■ **ABOUT THIS TASK**: Starting at the line that contains "Could you please point out the jar", return every line down to the end of the records below, exactly as written.

━━━━━━━━━━━━━━━━

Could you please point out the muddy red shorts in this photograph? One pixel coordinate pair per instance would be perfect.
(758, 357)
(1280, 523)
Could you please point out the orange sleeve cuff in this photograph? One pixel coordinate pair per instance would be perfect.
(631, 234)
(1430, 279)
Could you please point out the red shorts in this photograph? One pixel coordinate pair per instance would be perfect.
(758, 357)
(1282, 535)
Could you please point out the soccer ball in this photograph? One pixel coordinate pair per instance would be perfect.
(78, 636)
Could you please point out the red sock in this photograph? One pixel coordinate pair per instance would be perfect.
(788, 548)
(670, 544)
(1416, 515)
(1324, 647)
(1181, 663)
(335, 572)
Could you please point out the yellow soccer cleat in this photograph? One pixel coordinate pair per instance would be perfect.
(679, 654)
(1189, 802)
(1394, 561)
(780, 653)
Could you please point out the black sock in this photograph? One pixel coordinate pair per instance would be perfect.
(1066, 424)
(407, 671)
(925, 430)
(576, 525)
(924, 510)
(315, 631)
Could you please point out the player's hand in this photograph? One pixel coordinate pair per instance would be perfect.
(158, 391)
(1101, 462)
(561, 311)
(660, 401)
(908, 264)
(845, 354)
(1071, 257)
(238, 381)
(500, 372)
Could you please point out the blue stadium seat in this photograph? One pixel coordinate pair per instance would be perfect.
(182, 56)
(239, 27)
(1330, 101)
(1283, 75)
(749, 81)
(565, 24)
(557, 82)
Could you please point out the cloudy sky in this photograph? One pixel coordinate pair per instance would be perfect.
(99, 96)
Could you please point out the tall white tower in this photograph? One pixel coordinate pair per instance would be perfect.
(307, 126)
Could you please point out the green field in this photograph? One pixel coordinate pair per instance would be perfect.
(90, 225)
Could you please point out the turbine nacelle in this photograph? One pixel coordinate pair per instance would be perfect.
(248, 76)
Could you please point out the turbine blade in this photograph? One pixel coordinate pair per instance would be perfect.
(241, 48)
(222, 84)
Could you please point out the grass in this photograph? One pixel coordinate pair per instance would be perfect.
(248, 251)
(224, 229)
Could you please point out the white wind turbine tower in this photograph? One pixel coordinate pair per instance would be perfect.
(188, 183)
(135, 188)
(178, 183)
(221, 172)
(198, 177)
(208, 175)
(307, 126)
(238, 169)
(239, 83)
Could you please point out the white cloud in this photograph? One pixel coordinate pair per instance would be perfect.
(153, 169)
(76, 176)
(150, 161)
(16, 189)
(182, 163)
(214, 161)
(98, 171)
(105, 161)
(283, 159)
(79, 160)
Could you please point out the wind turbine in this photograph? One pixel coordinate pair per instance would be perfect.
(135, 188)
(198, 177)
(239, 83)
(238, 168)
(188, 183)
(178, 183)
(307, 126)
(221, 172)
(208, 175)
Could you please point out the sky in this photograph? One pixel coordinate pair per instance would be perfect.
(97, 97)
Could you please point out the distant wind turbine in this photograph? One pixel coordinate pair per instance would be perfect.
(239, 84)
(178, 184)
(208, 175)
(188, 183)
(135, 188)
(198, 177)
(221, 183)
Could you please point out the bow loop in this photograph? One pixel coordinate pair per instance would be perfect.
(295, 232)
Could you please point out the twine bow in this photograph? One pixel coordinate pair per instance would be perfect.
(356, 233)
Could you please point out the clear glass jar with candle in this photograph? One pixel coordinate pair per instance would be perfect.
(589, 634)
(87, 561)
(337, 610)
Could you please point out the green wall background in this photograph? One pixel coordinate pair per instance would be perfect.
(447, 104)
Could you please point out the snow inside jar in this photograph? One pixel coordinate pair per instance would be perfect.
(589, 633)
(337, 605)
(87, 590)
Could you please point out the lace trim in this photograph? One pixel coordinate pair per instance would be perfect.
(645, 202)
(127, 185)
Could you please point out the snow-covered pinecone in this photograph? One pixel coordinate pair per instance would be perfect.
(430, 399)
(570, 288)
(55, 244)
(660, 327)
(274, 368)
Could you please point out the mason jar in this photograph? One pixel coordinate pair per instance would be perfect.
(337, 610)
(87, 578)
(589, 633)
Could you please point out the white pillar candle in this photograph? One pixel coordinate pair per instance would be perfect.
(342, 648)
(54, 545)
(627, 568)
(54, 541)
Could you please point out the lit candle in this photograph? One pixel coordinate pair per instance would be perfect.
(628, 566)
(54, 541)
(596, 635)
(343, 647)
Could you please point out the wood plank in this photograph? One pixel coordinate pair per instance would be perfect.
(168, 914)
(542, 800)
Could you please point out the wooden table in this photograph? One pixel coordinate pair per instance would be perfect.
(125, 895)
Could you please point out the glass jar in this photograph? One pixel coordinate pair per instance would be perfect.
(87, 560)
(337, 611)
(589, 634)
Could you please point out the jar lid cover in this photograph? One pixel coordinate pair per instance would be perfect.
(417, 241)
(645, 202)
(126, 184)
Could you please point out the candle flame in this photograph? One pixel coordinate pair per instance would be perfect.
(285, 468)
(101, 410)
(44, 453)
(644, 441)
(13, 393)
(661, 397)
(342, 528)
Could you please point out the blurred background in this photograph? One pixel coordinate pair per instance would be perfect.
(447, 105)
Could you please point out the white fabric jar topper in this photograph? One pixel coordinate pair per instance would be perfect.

━━━━━━━━━━━━━━━━

■ **SOLVED EXERCISE**:
Could you please point out the jar lid cover in this photograph? One pixel coordinate pair per instance would be perfect.
(417, 241)
(645, 202)
(126, 184)
Could you please point out the candle flame in this photograph? One pixel coordinate pair per instance would be perfect.
(285, 468)
(101, 410)
(44, 453)
(644, 441)
(13, 393)
(661, 397)
(342, 528)
Could you please point out the blurred background in this photograph? One pixel coordinate pair per instance would be perfect.
(447, 105)
Could you please point out the white fabric jar topper in this photograph? One pixel coordinate pair per instance would be perfect.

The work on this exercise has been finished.